%%

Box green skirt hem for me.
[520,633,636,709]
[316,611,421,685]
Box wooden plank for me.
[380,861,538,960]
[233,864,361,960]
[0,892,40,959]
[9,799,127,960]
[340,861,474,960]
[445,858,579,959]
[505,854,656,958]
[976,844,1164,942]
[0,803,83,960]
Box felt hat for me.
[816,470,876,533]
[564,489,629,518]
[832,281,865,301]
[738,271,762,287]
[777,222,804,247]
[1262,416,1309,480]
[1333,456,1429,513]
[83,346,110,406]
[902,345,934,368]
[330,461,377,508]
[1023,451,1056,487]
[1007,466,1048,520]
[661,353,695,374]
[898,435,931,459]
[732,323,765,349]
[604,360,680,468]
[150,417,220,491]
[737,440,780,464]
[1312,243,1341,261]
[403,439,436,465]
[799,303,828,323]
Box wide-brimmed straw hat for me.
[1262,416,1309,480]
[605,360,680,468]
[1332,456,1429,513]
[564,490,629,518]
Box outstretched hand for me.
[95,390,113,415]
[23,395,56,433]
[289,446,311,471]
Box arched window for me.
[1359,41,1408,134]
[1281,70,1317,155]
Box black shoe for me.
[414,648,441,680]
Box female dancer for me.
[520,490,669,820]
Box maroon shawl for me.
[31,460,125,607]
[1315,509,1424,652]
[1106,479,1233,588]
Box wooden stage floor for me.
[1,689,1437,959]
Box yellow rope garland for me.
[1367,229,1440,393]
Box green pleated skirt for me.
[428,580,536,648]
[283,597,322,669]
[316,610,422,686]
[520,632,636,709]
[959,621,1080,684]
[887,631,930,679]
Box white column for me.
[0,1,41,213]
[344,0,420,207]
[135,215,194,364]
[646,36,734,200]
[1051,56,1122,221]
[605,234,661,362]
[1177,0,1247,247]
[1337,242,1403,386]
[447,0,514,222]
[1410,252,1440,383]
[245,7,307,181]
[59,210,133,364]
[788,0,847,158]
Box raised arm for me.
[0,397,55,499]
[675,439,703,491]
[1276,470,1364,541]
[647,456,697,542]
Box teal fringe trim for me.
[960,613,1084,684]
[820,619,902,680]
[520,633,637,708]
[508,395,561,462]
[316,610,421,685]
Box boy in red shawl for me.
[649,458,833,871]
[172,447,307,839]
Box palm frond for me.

%%

● **WHAT IS NEEDED**
Repeat the material, keeping every word exactly as it is.

● **WRITTEN SOLUTION**
Box green skirt hem for me.
[520,633,636,709]
[316,611,421,685]
Box wooden plank for me.
[380,861,538,960]
[233,864,361,960]
[0,892,40,959]
[9,799,127,960]
[340,861,474,960]
[445,858,579,959]
[505,854,656,958]
[976,844,1164,942]
[0,803,83,960]
Box felt hat for me.
[816,470,876,533]
[564,489,629,518]
[832,281,865,301]
[738,271,762,287]
[777,222,804,247]
[1262,416,1309,480]
[1333,456,1429,513]
[83,346,110,406]
[902,345,934,368]
[330,461,377,508]
[1023,451,1056,487]
[1007,466,1048,520]
[661,353,695,374]
[898,435,931,459]
[732,323,765,349]
[604,360,680,468]
[150,417,220,491]
[737,440,780,464]
[1312,243,1341,261]
[403,439,436,465]
[799,303,828,323]
Box wide-brimmed straw hat for me.
[1262,416,1309,480]
[605,360,680,468]
[1332,456,1429,513]
[564,490,629,518]
Box outstretched hand for me.
[95,390,113,415]
[23,395,56,433]
[289,446,311,471]
Box arched window for me.
[1359,41,1408,134]
[1281,70,1317,155]
Box black shoe for me.
[414,648,441,680]
Box female dancer for me.
[520,490,669,820]
Box maroon shawl for me.
[31,460,125,607]
[1315,509,1424,652]
[1106,479,1233,588]
Box wooden stage floor for me.
[1,689,1437,959]
Box yellow rope garland for me.
[1367,229,1440,393]
Box green pleated skirt for me.
[428,580,536,648]
[283,597,322,669]
[316,610,422,686]
[520,632,636,709]
[959,621,1080,684]
[887,631,930,679]
Box white column for me.
[0,1,41,213]
[344,0,420,207]
[135,215,194,364]
[646,36,734,200]
[1051,56,1122,221]
[605,234,661,362]
[1177,0,1247,247]
[1337,242,1403,386]
[447,0,514,222]
[1410,252,1440,383]
[245,7,307,181]
[59,210,133,364]
[788,0,847,158]
Box raised arm for me.
[0,397,55,499]
[675,439,703,491]
[1276,470,1364,541]
[647,456,697,542]
Box teal fringe trim for me.
[960,613,1084,684]
[820,619,902,680]
[520,633,637,708]
[508,395,561,462]
[316,610,421,685]
Box boy in red shawl for me.
[649,458,833,871]
[172,447,307,839]
Box palm frond for me.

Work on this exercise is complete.